Your goal → In the records below, find the line with "on the stack" and the line with "rail, one per animal or object that matches."; return exactly those lines and every line between them.

Region pointing data:
== Segment start ==

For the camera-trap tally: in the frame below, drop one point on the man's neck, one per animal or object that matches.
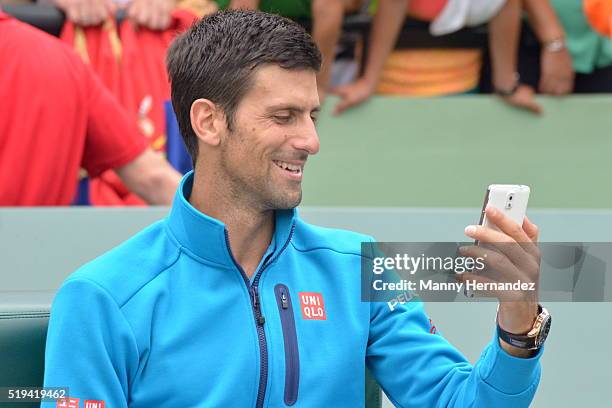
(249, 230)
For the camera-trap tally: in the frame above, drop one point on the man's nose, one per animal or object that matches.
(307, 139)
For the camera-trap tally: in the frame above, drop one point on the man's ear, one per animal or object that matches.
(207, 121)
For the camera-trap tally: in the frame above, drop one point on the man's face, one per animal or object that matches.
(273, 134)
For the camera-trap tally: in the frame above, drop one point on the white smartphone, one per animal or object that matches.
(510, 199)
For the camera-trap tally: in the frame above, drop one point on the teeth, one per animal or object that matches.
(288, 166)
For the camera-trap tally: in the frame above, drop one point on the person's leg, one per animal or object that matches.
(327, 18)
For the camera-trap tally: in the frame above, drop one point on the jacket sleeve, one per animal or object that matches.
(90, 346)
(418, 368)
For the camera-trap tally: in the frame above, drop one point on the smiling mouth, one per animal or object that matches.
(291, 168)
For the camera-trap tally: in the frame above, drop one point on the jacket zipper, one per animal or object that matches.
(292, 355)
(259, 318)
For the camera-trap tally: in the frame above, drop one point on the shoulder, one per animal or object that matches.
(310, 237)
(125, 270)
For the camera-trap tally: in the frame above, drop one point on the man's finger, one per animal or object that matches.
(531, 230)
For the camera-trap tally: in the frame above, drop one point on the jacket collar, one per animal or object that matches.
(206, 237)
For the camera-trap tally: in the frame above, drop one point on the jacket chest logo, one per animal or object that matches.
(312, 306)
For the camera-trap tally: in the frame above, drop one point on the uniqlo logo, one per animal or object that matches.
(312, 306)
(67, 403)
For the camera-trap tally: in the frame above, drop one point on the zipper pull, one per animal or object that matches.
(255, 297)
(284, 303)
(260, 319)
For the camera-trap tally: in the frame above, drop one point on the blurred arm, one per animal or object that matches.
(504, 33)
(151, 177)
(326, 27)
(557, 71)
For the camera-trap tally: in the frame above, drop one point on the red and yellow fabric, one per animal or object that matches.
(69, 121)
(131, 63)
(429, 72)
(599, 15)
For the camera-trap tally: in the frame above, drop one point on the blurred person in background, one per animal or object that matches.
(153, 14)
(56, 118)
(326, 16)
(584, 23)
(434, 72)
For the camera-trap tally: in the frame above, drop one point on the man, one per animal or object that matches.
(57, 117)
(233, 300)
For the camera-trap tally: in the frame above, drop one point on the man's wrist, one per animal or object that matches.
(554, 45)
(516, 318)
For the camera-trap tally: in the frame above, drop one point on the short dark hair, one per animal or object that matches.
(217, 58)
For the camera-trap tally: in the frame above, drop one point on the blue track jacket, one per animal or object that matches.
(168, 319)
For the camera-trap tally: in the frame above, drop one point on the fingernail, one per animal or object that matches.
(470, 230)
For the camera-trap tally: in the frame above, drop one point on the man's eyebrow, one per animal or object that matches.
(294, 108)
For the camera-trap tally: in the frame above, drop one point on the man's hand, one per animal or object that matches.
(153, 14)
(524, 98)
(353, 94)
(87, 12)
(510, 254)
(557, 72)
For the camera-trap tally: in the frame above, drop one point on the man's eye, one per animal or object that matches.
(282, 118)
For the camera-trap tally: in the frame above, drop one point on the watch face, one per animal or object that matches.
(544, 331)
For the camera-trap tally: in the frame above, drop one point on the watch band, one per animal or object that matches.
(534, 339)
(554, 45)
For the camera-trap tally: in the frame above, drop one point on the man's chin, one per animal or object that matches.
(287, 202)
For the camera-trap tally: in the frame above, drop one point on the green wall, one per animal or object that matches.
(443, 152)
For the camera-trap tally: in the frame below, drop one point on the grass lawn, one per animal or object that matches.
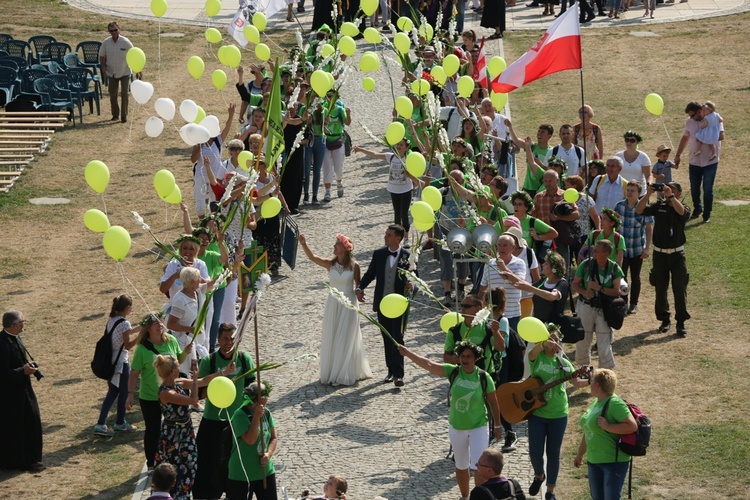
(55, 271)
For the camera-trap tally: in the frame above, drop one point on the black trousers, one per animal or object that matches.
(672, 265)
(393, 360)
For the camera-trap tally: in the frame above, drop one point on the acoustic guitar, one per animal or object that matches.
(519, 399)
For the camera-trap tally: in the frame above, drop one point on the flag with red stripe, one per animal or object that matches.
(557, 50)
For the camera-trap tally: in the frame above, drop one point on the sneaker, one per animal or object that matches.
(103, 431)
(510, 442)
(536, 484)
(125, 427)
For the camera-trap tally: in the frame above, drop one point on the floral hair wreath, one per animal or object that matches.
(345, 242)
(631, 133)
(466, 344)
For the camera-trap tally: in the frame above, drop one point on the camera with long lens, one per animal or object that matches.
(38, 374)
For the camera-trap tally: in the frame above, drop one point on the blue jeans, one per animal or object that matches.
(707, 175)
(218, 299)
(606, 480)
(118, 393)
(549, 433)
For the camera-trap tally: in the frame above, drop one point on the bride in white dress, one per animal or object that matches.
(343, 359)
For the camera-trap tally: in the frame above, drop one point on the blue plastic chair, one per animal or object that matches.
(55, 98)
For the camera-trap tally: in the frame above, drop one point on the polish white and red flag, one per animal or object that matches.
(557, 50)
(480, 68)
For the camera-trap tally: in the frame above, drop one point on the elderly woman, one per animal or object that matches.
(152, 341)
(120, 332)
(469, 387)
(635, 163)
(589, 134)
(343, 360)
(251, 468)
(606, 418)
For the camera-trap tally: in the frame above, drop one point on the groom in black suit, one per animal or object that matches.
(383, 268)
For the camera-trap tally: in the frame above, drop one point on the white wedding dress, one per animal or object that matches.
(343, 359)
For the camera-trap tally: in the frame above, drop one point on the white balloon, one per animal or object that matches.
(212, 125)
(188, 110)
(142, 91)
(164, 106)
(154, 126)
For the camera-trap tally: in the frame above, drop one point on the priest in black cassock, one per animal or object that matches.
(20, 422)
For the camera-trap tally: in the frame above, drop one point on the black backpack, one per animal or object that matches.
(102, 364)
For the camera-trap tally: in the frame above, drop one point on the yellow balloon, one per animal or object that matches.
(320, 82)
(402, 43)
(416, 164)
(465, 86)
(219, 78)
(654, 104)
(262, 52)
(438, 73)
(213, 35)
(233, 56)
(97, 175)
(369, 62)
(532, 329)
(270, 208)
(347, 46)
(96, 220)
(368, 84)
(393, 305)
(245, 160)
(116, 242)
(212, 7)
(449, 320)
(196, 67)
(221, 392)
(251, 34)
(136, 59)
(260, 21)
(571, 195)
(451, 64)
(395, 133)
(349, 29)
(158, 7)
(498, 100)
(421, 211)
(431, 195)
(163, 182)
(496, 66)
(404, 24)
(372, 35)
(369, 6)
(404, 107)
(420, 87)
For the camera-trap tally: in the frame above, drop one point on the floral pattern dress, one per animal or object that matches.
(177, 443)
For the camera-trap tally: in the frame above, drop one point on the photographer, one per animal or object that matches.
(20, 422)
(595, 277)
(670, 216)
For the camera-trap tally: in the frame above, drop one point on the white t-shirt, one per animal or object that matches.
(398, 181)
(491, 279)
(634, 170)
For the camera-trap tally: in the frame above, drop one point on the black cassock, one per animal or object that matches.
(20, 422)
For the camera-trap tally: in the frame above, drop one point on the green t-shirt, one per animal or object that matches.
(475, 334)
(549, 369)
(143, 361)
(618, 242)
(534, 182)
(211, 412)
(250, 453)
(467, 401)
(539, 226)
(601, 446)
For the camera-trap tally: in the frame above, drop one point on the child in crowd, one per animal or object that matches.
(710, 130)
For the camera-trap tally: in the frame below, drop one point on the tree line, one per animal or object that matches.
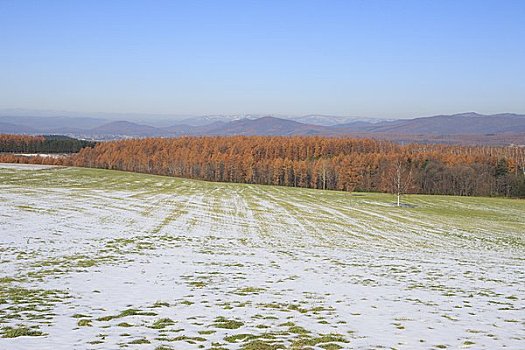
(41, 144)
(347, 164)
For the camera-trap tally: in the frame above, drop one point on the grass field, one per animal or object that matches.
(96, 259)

== Segment end ==
== Segment start ==

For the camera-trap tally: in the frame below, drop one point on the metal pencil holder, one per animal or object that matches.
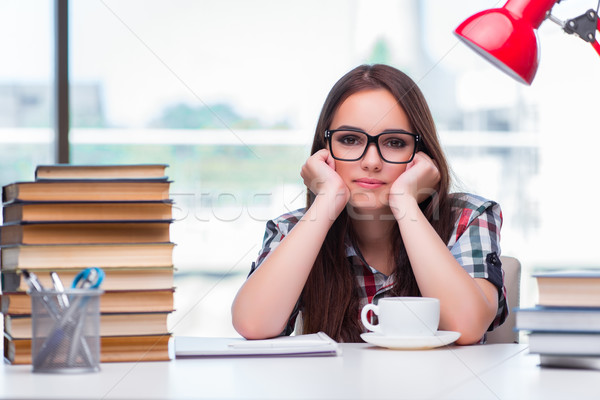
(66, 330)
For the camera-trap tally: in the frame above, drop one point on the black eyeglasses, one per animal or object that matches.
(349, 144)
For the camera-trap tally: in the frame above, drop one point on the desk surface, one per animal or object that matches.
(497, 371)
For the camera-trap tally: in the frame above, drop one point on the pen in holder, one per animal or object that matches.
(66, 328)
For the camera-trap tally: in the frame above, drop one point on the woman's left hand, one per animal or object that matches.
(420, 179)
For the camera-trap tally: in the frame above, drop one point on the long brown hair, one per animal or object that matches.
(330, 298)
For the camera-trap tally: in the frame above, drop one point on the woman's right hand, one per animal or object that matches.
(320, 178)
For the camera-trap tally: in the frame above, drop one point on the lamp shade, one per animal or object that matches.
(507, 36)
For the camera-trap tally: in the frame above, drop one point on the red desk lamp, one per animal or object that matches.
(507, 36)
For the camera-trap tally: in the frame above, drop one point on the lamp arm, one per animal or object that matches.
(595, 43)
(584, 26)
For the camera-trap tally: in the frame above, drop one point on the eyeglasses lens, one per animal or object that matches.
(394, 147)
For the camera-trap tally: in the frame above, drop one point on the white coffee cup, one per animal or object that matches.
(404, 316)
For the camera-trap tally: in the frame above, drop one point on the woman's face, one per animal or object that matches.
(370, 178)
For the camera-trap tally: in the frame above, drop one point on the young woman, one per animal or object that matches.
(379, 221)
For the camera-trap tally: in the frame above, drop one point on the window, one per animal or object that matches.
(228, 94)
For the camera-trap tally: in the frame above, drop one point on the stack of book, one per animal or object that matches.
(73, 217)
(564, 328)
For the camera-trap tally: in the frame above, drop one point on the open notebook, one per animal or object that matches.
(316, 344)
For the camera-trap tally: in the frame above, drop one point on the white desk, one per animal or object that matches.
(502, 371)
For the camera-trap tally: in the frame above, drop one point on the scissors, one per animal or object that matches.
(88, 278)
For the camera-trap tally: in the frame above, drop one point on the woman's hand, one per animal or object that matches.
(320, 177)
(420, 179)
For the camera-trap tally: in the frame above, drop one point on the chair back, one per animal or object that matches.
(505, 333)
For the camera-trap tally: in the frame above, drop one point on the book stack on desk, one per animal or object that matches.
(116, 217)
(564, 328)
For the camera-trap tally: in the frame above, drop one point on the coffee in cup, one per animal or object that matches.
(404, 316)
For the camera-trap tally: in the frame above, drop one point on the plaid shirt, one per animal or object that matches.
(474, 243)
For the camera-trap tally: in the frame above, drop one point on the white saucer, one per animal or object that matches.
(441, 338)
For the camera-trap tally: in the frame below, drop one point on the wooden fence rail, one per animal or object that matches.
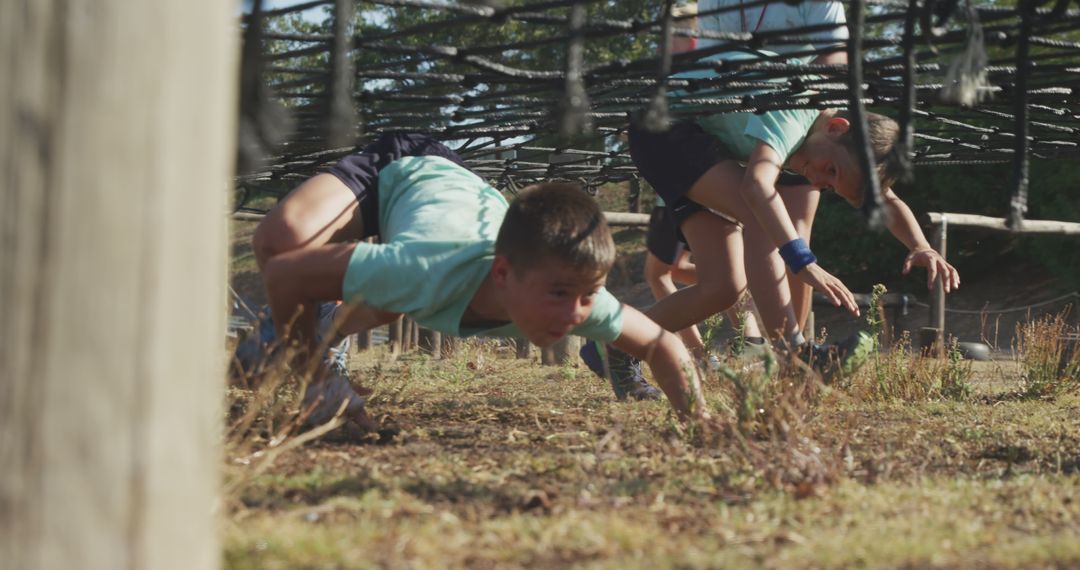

== Segment end ==

Result for this task →
For the camera-trap tally: in the frame above, drop one point on the stack of book, one per animal or object that matches.
(73, 217)
(564, 328)
For the camera-trap tally: in the frame above, drop one point on the open notebook, one per animal or object that matches.
(316, 344)
For the camera-trap tally: in the frame above, drop one point on the white desk, one per animal or object that matches.
(502, 371)
For the camera-trap tally: in the frame above, drop one point on the scissors, one per animal or object that matches.
(88, 278)
For the camera-trap tally: in the frame above, drop one point on the woman's hand, one per animal or object that matches.
(320, 177)
(420, 179)
For the camera-trap tally: in the frame above, drop one point on the chair back, one per animal or object that matches.
(505, 333)
For the camera-trap tally: in the frame above, drop one point on the book stack on desk, one per animal or object that matches.
(116, 217)
(564, 328)
For the camera-trap tally: in the frame above, drop one point on the coffee in cup, one per animal or object that matches.
(404, 316)
For the camera-trap tally: in the frame above, drop one point on the plaid shirt, one per animal or object that matches.
(474, 243)
For the camera-trap tally: in the frame above, drop one point on the white saucer, one per animal or object that matches.
(441, 338)
For the camera-trap tally: in the frame below, drop one point on the wooden fence rail, one per animal or object that matches.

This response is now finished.